---------- Records for the exercise ----------

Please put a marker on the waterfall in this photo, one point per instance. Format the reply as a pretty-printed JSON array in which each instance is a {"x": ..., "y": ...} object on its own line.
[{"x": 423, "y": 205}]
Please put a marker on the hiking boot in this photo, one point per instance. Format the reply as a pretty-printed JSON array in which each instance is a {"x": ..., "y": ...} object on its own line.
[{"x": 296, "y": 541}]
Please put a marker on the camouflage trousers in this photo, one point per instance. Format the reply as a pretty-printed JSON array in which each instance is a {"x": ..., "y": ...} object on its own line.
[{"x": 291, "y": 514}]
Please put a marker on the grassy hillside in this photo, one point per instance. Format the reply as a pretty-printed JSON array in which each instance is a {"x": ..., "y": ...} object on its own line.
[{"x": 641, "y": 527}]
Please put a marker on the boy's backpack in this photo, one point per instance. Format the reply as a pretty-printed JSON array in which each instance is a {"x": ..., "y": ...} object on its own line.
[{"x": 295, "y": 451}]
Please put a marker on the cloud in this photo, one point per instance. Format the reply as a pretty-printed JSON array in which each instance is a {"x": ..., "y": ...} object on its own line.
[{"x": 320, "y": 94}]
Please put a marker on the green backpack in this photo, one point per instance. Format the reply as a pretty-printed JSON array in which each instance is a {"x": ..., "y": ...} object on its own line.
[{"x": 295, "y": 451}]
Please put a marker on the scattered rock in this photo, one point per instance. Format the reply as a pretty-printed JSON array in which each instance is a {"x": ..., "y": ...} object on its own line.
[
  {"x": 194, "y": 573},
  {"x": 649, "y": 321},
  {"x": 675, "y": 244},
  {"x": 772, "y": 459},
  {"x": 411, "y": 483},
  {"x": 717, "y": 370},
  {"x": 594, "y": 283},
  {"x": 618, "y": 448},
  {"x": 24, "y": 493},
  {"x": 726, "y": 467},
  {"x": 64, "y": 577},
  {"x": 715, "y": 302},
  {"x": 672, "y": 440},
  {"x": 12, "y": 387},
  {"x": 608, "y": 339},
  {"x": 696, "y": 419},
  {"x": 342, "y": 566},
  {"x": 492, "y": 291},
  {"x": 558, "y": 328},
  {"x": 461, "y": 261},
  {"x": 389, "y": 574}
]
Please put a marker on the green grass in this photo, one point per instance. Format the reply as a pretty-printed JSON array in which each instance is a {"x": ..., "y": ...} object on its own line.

----------

Your instructions | Return every record above exactly as it appears.

Finished task |
Please put a marker on the waterfall in this photo, one point per instance. Format the reply as a pretty-printed JSON array in which each instance is a {"x": ..., "y": ...} object on its own line.
[{"x": 423, "y": 205}]
Please put a marker on the hiking boot in this photo, one point per instance. Format the reply as a pretty-printed JSON array in which each instance is a {"x": ..., "y": ...} object on its own line.
[{"x": 296, "y": 541}]
Please put a marker on the camouflage trousers in this photo, one point per instance. Format the reply as a pretty-printed JSON array in which each instance is a {"x": ..., "y": ...} object on its own line.
[{"x": 291, "y": 514}]
Please put a marker on the grassy hillside in this photo, one point per instance. Format the reply as a pretty-printed JSON array in which each instance is a {"x": ..., "y": ...} object on its own line.
[{"x": 641, "y": 527}]
Please put a marker on the boy's backpack in this photo, one point per instance. Format the reply as a pretty-printed JSON array in which each instance is a {"x": ..., "y": ...} object on its own line.
[{"x": 295, "y": 451}]
Please put a marker on the cloud in this photo, one point per instance. Format the reply as a pretty-printed JSON array in which each instance is a {"x": ..., "y": ...} object on its own line.
[{"x": 320, "y": 94}]
Please put a marker on the green backpack in this photo, one point per instance. Format the reply as a pretty-printed JSON array in which each instance is a {"x": ..., "y": ...} object on its own line.
[{"x": 295, "y": 451}]
Please put a marker on the scattered rock in this photo, one point per instance. Format the reply as a pretty-printed JSON array in which each instance is a {"x": ..., "y": ...} object on its own line.
[
  {"x": 194, "y": 573},
  {"x": 649, "y": 321},
  {"x": 675, "y": 244},
  {"x": 772, "y": 459},
  {"x": 411, "y": 483},
  {"x": 717, "y": 370},
  {"x": 594, "y": 283},
  {"x": 618, "y": 448},
  {"x": 24, "y": 493},
  {"x": 726, "y": 467},
  {"x": 64, "y": 577},
  {"x": 715, "y": 302},
  {"x": 672, "y": 440},
  {"x": 12, "y": 387},
  {"x": 608, "y": 339},
  {"x": 696, "y": 419},
  {"x": 342, "y": 566},
  {"x": 492, "y": 291},
  {"x": 558, "y": 328},
  {"x": 461, "y": 261},
  {"x": 389, "y": 574}
]
Please put a marker on the green grass in this photo, one point per instance. Format the reply as a pretty-printed JSON array in which each instance is a {"x": ..., "y": ...} object on its own line.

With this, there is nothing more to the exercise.